2. The microwave device of claim 1, wherein the structure of metallic wires is periodic.

3. The microwave device of claim 1, wherein the period of the periodic structure is less than 500 micrometres.

4. The microwave device of claim 1, wherein the structure of metallic wires is a rectangular grid of intersecting wires.

5. The microwave device of claim 1, wherein each metallic wire of the structure has in-plane curvature.

6. The microwave device of claim 5, wherein the structure of metallic wires comprises a plurality of wire portions, wherein each wire portion is an arc being approximately a quarter of a circle, wherein each connection between adjacent wire portions is a T-junction.

7. The microwave device of claim 1, wherein the width of one or more metallic wire differs along the length of the metallic wire.

8. The microwave device of claim 1, wherein the total metallized area of the structure of metallic wires is less than 20% of the area of the opening.

9. The microwave device of claim 1, wherein the window further comprises: a secondary layer in a plane substantially parallel to the structure of metallic wires, wherein the second layer is arranged to reflect RF radiation back into the cavity and to shield the outside of the microwave cavity from RF radiation.

10. The microwave device of claim 9, wherein the secondary layer comprises a second structure of second metallic wires, wherein each second metallic wire of the second structure is electrically connected to the frame, wherein the width of each second metallic wire is between 100 nanometres and 30 micrometres.

11. The microwave device of claim 9, wherein the secondary layer is separated from the first structure, in a direction perpendicular to the plane, by between 0.08 and 0.42 times the effective wavelength of an operating frequency of the microwave device.

12. The microwave device according to claim 1, wherein the thickness of each metallic wire is between 100 nanometres and 30 micrometres.

13. The microwave device according to claim 1, wherein the window has one or more of the following properties: RF reflectance greater than 99%; RF absorbance of less than 1%; RF reflectance greater than 99% and RF absorbance of less than 1%; RF attenuation greater than 20 dB; RF attenuation greater than 40 dB; DC sheet resistance of the structure of metallic wires less than 2 Ohm per square and RF sheet resistance the structure of metallic wires less than 2 Ohm per square; optical transparency greater than 75%, DC sheet resistance of the structure of metallic wires less than 2 Ohm per square, and RF sheet resistance the structure of metallic wires less than 2 Ohm per square; DC sheet resistance of the structure of metallic wires less than 5 Ohm per square and RF sheet resistance the structure of metallic wires less than 5 Ohm per square; optical transparency greater than 90%, DC sheet resistance of the structure of metallic wires less than 5 Ohm per square, and RF sheet resistance the structure of metallic wires less than 5 Ohm per square; DC sheet resistance of the structure of metallic wires less than 100 Ohm per square and RF sheet resistance the structure of metallic wires less than 100 Ohm per square; optical transparency greater than 98%, DC sheet resistance of the structure of metallic wires less than 100 Ohm per square, and RF sheet resistance the structure of metallic wires less than 100 Ohm per square; transmissive optical haze less than 10%; transmissive optical haze less than 5%; and transmissive optical haze less than 2%.

* [DATASET EXTRACT]:
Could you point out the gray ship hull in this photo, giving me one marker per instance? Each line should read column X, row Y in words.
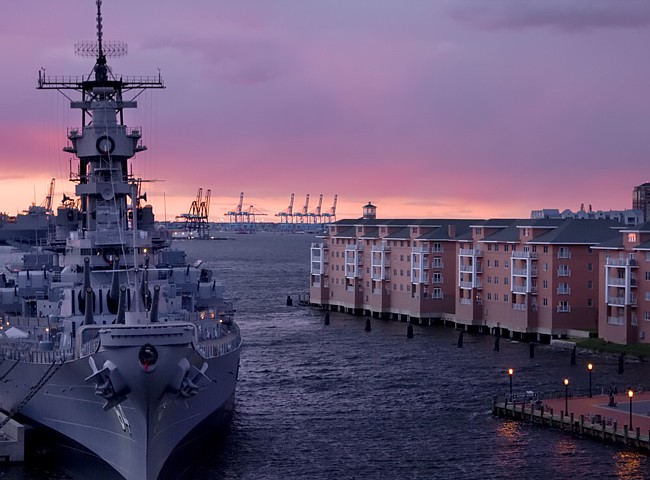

* [WRITTEN INSTRUCTION]: Name every claim in the microwave device claims that refers back to a claim other than claim 1, and give the claim it refers to.

* [EXPECTED ANSWER]:
Claim 6 refers to claim 5.
Claim 10 refers to claim 9.
Claim 11 refers to claim 9.